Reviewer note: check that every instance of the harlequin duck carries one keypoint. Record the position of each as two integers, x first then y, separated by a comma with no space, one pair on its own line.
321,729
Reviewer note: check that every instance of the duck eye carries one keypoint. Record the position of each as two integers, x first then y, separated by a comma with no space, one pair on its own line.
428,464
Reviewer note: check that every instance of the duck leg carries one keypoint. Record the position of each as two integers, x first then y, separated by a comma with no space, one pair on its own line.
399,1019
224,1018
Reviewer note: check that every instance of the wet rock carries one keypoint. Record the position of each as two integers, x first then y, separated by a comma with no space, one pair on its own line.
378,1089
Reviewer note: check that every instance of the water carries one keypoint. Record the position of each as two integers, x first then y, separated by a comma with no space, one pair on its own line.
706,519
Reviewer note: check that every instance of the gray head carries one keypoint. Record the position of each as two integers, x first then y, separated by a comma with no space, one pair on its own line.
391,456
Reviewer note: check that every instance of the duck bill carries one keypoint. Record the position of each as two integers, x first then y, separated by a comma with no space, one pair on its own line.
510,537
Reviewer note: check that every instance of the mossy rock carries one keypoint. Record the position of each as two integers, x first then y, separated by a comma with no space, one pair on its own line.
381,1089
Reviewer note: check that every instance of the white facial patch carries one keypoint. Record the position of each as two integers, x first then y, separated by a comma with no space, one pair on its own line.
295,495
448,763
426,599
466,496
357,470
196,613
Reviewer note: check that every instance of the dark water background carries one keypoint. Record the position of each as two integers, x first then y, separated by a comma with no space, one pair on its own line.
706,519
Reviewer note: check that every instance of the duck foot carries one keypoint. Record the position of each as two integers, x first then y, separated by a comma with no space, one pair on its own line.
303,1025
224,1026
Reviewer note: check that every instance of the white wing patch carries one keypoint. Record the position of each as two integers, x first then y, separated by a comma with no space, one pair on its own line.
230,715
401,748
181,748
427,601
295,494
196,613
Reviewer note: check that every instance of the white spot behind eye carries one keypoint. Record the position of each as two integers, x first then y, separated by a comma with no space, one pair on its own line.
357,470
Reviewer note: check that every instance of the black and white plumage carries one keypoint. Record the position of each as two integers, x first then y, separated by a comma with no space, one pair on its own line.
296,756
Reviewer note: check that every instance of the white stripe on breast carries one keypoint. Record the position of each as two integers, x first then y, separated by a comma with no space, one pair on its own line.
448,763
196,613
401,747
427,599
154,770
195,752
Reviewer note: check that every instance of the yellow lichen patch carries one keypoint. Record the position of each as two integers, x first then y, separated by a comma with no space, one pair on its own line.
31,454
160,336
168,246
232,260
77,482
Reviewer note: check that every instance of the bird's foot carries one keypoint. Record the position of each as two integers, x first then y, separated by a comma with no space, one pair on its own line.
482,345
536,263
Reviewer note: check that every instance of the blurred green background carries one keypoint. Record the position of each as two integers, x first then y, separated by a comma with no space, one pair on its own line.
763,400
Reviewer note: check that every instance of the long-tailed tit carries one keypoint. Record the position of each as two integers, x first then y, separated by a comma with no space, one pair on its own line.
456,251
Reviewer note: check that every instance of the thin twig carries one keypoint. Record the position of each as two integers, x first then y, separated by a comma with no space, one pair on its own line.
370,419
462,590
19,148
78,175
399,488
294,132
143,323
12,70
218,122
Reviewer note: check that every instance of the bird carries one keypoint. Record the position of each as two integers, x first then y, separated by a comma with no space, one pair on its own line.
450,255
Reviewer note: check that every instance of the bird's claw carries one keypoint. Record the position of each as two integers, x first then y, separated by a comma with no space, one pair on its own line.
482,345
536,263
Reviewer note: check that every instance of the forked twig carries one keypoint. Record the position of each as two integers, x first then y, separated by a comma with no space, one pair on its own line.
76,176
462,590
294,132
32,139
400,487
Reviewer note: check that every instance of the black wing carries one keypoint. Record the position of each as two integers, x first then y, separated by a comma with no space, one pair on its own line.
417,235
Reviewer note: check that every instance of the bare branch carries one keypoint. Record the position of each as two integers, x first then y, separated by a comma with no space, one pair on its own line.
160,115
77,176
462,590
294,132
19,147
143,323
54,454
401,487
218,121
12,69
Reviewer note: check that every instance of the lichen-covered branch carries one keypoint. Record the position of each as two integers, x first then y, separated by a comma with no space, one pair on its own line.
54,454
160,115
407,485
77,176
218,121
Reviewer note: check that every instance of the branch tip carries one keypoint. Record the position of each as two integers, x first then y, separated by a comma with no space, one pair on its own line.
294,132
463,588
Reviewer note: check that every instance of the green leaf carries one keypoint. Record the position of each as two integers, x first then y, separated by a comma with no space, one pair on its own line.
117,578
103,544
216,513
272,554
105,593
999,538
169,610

###

> _Exercise directions_:
Reproduce exactly the lines from the one containing "Reviewer note: check that every instance of the thin" through the last line of the records above, including both, and nothing else.

> _Solution to the problem_:
Reviewer note: check that every instance of the thin twig carries one keypoint. Record the position of each as two integers, x first then y, separated by a comma with no space, one pair on its own line.
370,419
462,590
19,148
78,175
399,488
294,132
143,323
12,70
218,122
Reviewer note: check that every instance of the bird carries one keypoint. Record the position of each as two integers, x first then y, separated by a comma with no space, one pair on its own line.
450,255
Reviewer note: check that every instance of the bird's claw carries one keypoint. Record the position of each as two integers, x first then y, separated by a comma with no space, one pair on its own line.
482,345
536,263
Reviewer note: check that every instance of the forked twig carries one keypoint. Record the position of each as two integers, x first then y, separated by a comma with no space, one pair on its own line.
76,176
462,590
294,132
32,139
400,487
Reviewer note: check that every instance of the black wing carries one keypoint. Record the position of each as two integers, x first then y, separated by a comma with no space, one pair on its own line.
417,235
Reviewer note: check that every instance of the bare branch carries one keypoint. Record the position of each as two integers, x first then y, separated by a comma with no space, one pair on its own line.
160,115
77,176
462,590
294,132
19,147
143,323
54,454
401,487
218,121
12,69
Reviewer note: check that every instance of the lichen-covered branch carries one keypoint. Record the position of each as two integers, x first then y, separated by a comma with no space, one pair on its own line.
54,454
160,115
407,485
77,176
218,121
Reviewer note: check that every instance of the branch tip carries one keypoint. Record the position of each as two integers, x first then y, separated by a comma with no space, one pair on its own line.
294,132
463,588
Reviewer note: check that every instance of the green leaf carries one keypoint. Record the position of each as two integers, x first then y, separated by a comma with no space, one pair on its own line.
117,578
103,544
216,513
272,554
105,593
999,538
169,610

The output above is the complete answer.